▶ [Exercise goal] Count the lines in the Stored entries that contain the word "knot", and give only that number.

(Stored entries)

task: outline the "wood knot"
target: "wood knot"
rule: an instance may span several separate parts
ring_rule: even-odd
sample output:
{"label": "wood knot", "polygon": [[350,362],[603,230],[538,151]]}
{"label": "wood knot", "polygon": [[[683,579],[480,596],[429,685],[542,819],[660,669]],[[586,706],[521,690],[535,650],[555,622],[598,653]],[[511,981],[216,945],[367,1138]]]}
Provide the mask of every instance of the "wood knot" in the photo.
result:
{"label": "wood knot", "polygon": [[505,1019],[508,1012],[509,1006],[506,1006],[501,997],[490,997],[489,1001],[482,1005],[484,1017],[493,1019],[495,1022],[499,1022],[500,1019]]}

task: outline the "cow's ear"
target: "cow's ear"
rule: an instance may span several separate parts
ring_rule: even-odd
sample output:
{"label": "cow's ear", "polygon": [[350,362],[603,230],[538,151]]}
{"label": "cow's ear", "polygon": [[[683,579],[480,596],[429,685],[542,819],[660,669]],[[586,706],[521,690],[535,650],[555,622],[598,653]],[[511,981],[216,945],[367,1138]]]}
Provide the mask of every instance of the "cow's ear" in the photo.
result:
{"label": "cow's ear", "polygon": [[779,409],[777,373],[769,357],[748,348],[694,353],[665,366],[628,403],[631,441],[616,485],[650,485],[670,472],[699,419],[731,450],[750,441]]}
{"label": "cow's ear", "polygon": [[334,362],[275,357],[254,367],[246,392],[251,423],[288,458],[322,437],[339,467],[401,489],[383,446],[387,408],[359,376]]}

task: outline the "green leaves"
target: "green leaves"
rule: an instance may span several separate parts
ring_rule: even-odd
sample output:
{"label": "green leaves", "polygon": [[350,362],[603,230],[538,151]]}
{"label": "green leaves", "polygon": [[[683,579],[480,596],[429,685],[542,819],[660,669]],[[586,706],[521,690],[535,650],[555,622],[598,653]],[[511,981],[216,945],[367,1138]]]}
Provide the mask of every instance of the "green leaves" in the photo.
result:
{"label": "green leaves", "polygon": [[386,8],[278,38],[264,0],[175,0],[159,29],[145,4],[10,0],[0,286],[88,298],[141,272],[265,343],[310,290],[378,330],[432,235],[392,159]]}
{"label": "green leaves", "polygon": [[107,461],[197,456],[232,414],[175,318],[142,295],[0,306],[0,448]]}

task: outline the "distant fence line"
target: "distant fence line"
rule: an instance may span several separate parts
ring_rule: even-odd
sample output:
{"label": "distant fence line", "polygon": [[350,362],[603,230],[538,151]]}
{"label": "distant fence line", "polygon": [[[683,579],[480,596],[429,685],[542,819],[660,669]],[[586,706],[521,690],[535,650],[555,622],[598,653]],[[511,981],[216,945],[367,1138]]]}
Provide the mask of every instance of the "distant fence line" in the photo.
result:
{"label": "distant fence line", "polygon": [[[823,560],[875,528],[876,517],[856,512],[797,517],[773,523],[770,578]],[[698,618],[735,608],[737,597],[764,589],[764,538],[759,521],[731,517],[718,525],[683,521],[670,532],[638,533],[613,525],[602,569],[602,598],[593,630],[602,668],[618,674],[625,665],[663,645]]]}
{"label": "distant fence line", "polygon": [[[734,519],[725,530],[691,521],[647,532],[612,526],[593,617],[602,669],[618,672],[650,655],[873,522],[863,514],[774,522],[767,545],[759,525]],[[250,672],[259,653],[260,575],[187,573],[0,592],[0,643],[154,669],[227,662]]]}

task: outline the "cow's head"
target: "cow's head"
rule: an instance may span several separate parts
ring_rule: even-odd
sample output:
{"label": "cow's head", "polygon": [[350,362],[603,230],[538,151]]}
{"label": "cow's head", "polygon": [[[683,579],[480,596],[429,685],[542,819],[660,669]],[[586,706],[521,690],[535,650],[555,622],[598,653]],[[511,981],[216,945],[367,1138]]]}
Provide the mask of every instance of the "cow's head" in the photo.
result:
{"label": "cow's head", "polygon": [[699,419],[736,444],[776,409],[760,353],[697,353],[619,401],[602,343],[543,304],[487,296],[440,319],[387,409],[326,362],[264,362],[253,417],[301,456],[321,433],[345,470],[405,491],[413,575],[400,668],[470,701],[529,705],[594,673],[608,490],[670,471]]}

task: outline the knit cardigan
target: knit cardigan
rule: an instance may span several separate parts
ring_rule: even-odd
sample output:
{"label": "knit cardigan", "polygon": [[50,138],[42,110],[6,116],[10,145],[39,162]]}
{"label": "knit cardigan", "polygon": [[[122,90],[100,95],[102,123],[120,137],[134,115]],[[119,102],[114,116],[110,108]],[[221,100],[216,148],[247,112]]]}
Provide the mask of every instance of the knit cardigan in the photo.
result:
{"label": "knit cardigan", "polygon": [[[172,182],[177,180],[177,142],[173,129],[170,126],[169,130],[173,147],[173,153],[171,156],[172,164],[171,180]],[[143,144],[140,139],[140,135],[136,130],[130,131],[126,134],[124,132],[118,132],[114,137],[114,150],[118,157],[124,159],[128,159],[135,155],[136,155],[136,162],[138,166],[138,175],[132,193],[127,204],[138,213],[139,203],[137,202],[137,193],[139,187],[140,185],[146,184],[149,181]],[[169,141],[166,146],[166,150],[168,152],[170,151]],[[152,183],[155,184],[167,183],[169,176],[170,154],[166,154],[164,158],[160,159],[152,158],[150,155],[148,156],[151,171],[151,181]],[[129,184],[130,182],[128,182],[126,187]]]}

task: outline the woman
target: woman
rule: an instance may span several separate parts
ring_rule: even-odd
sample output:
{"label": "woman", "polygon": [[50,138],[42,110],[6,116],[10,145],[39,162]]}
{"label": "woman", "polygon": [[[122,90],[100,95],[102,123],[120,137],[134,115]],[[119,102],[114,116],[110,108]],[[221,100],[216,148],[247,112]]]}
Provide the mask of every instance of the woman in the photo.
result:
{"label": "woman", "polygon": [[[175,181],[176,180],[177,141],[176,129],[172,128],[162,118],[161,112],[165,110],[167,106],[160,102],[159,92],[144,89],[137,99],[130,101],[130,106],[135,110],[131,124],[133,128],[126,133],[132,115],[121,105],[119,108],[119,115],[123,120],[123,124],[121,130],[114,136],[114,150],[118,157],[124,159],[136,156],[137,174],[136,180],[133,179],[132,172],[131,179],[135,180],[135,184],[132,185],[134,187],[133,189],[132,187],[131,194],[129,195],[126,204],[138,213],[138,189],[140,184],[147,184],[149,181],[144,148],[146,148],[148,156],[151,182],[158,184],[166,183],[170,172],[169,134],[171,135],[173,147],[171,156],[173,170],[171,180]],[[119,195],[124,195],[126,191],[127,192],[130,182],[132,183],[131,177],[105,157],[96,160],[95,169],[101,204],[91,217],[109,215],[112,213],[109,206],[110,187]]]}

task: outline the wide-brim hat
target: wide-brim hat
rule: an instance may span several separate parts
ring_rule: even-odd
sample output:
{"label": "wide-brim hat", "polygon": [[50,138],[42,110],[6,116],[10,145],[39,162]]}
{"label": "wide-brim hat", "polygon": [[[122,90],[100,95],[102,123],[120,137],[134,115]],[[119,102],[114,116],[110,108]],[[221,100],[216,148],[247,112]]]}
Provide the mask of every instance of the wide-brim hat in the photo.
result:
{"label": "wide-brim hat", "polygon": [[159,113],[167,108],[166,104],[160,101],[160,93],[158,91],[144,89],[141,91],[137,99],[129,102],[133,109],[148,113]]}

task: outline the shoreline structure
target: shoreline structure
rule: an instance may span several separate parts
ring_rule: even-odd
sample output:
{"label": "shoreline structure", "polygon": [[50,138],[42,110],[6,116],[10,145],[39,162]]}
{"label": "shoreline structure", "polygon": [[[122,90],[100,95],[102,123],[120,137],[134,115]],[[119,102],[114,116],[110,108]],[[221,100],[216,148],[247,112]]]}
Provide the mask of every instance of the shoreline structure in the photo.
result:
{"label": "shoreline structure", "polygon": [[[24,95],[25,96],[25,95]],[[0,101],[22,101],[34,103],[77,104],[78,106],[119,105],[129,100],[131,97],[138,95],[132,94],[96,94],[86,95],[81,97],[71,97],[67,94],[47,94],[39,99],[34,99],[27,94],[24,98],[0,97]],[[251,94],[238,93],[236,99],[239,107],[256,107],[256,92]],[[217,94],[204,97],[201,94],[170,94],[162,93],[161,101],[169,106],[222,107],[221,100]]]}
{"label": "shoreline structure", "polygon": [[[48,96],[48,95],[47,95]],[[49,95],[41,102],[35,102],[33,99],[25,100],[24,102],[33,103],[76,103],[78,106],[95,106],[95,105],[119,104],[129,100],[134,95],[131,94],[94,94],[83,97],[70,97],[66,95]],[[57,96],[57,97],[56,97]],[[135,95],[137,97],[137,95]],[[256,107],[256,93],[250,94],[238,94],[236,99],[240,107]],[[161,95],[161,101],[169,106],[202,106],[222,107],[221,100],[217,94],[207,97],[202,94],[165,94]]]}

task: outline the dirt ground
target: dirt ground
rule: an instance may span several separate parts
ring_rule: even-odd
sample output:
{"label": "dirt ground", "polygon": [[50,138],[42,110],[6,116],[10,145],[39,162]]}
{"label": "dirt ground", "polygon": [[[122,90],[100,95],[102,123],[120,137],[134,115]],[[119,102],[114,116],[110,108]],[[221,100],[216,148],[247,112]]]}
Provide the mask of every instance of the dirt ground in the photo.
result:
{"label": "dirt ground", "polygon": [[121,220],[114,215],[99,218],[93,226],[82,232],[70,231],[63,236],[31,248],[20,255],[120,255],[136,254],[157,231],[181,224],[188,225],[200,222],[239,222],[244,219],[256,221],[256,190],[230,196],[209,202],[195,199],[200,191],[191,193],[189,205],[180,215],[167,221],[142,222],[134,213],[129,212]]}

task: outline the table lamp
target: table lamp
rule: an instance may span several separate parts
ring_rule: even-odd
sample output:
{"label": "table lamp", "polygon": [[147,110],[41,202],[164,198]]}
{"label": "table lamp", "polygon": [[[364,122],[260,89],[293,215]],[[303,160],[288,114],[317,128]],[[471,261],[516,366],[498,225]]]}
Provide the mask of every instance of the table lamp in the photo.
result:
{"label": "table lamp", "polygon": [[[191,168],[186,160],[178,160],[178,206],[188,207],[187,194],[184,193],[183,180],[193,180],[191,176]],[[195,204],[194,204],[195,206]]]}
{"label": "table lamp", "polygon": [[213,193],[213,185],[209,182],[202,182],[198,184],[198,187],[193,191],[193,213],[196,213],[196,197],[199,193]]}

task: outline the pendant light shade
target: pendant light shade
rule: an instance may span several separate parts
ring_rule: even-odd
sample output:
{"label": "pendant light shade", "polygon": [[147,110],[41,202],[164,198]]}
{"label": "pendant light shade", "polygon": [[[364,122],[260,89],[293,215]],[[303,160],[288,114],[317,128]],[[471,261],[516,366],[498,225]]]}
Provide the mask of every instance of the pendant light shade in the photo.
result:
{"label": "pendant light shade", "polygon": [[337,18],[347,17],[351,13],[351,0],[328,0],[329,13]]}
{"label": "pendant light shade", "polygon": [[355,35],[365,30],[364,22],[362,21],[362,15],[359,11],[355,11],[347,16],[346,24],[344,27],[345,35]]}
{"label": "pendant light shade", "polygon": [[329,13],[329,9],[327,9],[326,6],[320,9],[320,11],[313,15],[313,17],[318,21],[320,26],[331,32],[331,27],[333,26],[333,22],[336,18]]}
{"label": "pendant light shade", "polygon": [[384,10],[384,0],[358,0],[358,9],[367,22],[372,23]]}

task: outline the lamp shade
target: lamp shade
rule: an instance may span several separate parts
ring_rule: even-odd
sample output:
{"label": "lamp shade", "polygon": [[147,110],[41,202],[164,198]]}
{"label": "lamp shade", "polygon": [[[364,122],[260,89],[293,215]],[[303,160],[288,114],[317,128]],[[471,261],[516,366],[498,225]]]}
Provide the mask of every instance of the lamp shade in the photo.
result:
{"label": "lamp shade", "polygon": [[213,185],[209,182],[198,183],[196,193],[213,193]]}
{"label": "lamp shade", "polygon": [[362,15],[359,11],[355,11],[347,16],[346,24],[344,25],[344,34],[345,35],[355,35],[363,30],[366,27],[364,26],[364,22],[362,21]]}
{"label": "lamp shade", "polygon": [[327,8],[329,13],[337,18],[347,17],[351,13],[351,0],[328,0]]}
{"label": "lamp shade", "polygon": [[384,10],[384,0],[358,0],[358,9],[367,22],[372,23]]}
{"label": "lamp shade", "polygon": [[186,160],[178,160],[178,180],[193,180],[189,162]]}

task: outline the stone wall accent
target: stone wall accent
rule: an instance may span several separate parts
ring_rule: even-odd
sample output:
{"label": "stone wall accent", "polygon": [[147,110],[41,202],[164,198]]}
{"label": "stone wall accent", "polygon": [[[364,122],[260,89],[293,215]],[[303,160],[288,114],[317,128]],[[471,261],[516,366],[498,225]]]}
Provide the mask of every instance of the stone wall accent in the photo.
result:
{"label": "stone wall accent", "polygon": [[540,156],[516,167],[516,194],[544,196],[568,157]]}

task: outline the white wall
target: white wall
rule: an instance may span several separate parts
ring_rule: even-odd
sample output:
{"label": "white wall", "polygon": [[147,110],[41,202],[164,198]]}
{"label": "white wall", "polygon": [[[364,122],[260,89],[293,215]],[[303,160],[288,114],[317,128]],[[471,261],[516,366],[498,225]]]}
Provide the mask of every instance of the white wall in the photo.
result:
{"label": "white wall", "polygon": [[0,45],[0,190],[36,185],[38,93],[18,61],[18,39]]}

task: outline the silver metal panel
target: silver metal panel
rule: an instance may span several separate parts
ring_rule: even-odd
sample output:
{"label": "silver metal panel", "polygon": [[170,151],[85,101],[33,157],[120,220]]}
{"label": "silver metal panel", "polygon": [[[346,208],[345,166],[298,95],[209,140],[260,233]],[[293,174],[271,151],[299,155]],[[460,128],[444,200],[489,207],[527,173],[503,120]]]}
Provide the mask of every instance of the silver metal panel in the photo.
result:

▶ [Exercise response] 6